Extrait:
╭──
À titre subsidiaire, en cas d'application de la convention collective des entreprises de logistique et de communication écrite directe, elle conclut au rejet de la demande en reclassification au titre du coefficient IIB et des demandes pécuniaires subséquentes, et sollicite de fixer sa créance au passif de la société Blanchard presse diffusion aux sommes suivantes :

- 20 820,10 euros à titre de rappel de salaires à compter de septembre 2011 outre 2 082,01 euros au titre des congés payés afférents,

- 496,06 euros à titre de rappel incident pour les heures supplémentaires outre 49,60 euros au titre des congés payés afférents,

- subsidiairement, en cas de rappel depuis son embauche le 27 mai 2011 : 22 246,53 euros à titre de rappel de salaires à compter de mai 2011 outre 2 224,65 euros au titre des congés payés afférents, 561,58 euros à titre de rappel incident pour les heures supplémentaires outre 56,15 euros au titre des congés payés afférents,

- 7 081,37 euros à titre de rappel des dimanches et jours fériés outre 708,13 euros au titre des congés payés afférents,

- 8 827,83 euros à titre de prime conventionnelle de13ème mois outre 882,78 euros au titre des congés payés afférents,

- 104,52 euros à titre de rappel de salaire pour le 21 juillet 2014 outre10,45 euros au titre des congés payés afférents,

- 104,10 euros à titre de rappel d'un jour de fractionnement pour 2013 outre 10,41 euros au titre des congés payés afférents,

Subsidiairement, au titre de la rupture :

287,94 euros à titre de rappel sur la mise à pied outre 28,79 euros au titre des congés payés afférents,

1 822,64 euros à titre d'indemnité compensatrice de préavis (complément conventionnel),

2 755,47 euros à titre d'indemnité conventionnelle de licenciement,

10 000 euros à titre de dommages et intérêts pour licenciement abusif,

En tout état de cause elle demande de lui déclarer l'arrêt opposable dans les limites légales de la garantie des créances salariales.

Le 30 octobre 2019 la cour, par mentions au dossier et au plumitif de l'audience, a constaté l'accord des parties pour voir révoquer l'ordonnance de clôture prononcée le 16 octobre 2019, a révoqué ladite ordonnance de clôture puis clôturé la procédure à la date du 30 octobre 2019 avant réouverture des débats.
╰──
Travail à faire:
• A. Dans l'extrait, relevez chacune des sommes réclamées sous la mention « Subsidiairement, au titre de la rupture », avec son montant et son objet.
• B. D'après l'extrait, à quelle date la cour a-t-elle clôturé la procédure ?
• C. Recopiez le passage de l'extrait qui va de « Subsidiairement, au titre » jusqu'à « des créances salariales. » inclus.

Entrées:
╭──
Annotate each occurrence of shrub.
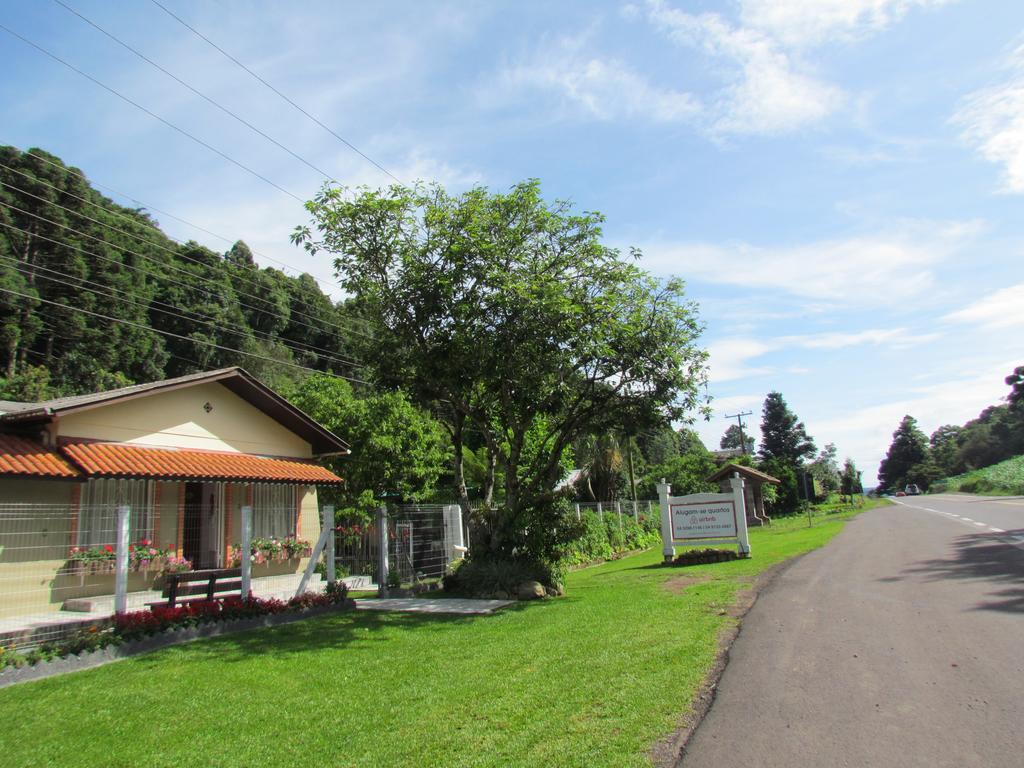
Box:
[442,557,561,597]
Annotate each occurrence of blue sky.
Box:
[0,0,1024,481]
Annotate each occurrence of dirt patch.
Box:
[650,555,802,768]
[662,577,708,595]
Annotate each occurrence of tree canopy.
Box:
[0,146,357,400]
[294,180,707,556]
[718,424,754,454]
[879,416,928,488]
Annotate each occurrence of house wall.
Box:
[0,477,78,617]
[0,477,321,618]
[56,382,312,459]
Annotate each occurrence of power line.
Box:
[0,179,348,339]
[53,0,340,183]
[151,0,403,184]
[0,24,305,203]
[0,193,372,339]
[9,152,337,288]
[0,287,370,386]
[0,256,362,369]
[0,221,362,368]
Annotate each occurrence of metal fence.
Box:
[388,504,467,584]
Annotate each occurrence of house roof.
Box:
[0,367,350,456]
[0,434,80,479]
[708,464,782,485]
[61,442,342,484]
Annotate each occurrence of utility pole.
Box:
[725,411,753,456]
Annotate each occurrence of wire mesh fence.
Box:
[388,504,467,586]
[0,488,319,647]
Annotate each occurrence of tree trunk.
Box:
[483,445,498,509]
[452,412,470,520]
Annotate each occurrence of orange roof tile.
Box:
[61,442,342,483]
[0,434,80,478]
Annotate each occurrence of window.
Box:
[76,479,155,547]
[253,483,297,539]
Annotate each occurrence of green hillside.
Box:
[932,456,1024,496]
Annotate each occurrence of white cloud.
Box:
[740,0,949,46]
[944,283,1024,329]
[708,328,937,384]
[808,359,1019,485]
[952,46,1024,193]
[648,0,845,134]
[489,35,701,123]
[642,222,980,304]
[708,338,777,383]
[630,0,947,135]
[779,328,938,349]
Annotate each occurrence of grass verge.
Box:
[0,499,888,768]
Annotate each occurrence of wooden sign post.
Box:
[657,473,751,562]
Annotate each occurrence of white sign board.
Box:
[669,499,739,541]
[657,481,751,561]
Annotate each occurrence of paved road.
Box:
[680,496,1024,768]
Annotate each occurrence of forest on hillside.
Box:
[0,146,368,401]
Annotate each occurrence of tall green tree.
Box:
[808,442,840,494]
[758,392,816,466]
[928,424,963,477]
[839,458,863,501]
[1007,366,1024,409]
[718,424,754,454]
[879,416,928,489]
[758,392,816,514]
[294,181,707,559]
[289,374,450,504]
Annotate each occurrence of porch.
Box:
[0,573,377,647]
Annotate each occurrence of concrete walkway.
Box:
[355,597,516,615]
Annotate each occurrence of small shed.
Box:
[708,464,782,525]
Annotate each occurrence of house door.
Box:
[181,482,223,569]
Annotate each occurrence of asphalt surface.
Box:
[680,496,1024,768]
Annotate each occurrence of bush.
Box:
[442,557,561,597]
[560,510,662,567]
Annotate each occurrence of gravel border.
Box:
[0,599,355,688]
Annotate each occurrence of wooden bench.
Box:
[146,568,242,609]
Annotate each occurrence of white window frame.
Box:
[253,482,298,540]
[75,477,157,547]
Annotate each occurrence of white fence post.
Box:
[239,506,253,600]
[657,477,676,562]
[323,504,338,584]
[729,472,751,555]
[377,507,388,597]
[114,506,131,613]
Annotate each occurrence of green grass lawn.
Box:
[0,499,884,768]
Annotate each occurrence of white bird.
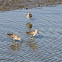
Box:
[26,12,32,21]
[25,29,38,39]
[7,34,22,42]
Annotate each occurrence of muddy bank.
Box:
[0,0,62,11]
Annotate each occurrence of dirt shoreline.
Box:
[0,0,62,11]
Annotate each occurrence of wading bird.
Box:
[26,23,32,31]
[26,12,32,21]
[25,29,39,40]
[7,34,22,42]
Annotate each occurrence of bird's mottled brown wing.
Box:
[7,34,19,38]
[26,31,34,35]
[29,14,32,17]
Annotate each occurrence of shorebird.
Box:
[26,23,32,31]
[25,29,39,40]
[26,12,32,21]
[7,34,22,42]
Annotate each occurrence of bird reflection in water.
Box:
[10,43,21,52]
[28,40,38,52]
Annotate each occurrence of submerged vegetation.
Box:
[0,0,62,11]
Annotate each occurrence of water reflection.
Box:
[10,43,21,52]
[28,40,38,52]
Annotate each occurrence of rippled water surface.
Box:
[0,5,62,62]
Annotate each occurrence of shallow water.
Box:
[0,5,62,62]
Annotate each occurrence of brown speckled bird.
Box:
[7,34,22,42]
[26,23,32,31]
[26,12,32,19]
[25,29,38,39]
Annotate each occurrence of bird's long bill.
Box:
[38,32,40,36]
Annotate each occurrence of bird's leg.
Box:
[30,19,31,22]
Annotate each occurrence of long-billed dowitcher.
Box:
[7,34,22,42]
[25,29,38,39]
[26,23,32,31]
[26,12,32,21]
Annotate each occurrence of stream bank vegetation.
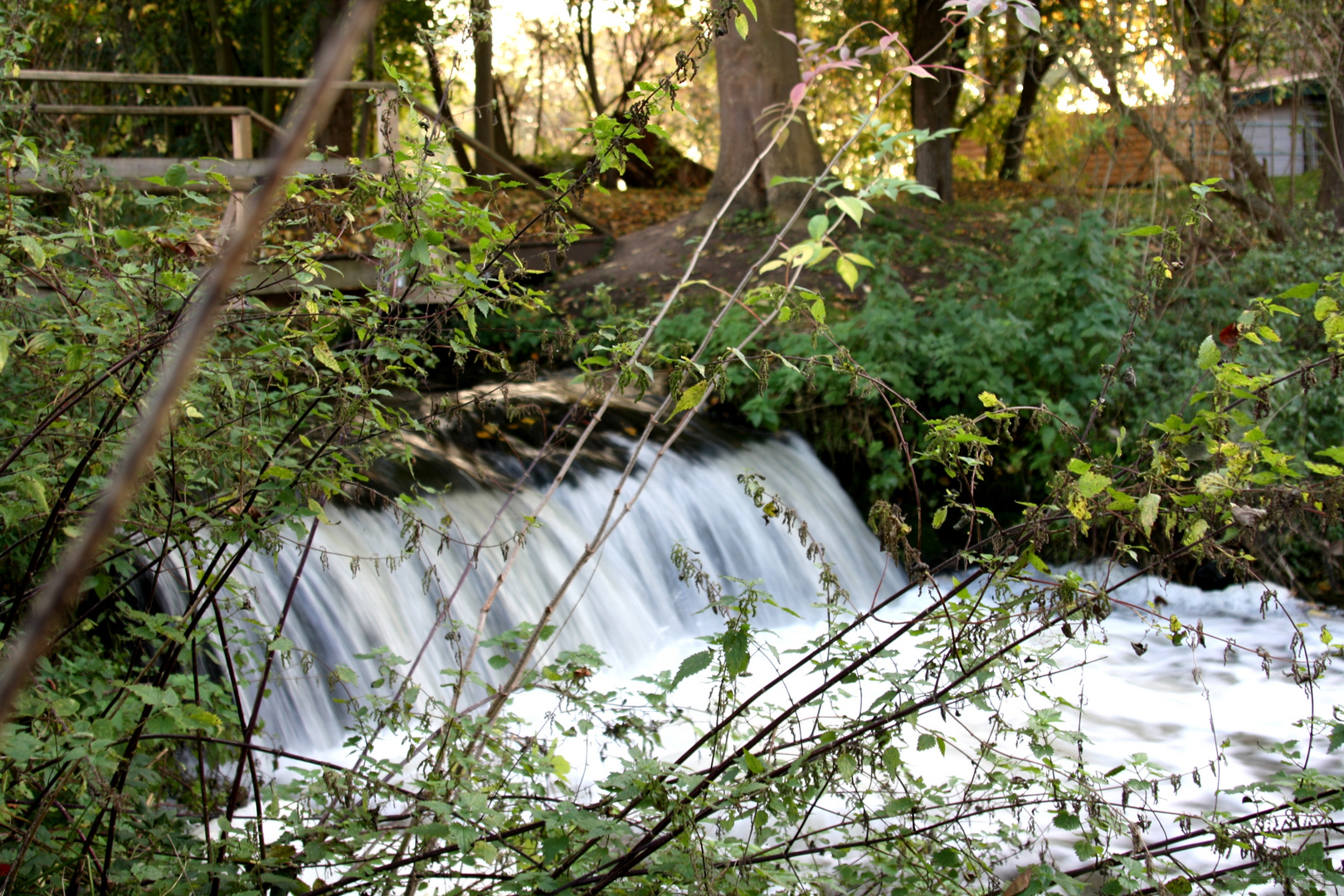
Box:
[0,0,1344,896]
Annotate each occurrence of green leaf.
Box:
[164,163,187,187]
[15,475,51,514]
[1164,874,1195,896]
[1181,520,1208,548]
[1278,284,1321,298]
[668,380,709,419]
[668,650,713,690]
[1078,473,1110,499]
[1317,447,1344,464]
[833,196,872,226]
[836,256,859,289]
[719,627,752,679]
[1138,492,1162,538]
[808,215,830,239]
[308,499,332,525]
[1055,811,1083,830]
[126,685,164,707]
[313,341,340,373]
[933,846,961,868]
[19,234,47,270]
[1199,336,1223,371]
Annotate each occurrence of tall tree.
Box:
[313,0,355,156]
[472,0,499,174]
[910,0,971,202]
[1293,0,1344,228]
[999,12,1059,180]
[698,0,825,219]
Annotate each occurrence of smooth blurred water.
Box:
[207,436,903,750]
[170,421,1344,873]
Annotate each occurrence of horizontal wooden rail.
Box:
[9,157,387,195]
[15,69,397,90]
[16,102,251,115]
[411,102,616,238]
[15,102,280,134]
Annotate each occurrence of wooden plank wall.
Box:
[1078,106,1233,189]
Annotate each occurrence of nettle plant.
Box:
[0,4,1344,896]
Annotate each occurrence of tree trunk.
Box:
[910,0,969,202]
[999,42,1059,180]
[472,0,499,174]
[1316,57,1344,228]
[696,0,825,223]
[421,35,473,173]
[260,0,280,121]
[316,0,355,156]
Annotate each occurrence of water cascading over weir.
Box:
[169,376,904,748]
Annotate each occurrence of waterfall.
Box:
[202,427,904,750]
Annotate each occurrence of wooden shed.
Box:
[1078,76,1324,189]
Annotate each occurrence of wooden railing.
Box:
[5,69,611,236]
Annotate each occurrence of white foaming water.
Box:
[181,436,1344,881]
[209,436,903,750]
╰──
Réponses:
• A.
- 287,94 euros à titre de rappel sur la mise à pied, outre 28,79 euros au titre des congés payés afférents
- 1 822,64 euros à titre d'indemnité compensatrice de préavis (complément conventionnel)
- 2 755,47 euros à titre d'indemnité conventionnelle de licenciement
- 10 000 euros à titre de dommages et intérêts pour licenciement abusif

• B. Le 30 octobre 2019.

• C.
Subsidiairement, au titre de la rupture :

287,94 euros à titre de rappel sur la mise à pied outre 28,79 euros au titre des congés payés afférents,

1 822,64 euros à titre d'indemnité compensatrice de préavis (complément conventionnel),

2 755,47 euros à titre d'indemnité conventionnelle de licenciement,

10 000 euros à titre de dommages et intérêts pour licenciement abusif,

En tout état de cause elle demande de lui déclarer l'arrêt opposable dans les limites légales de la garantie des créances salariales.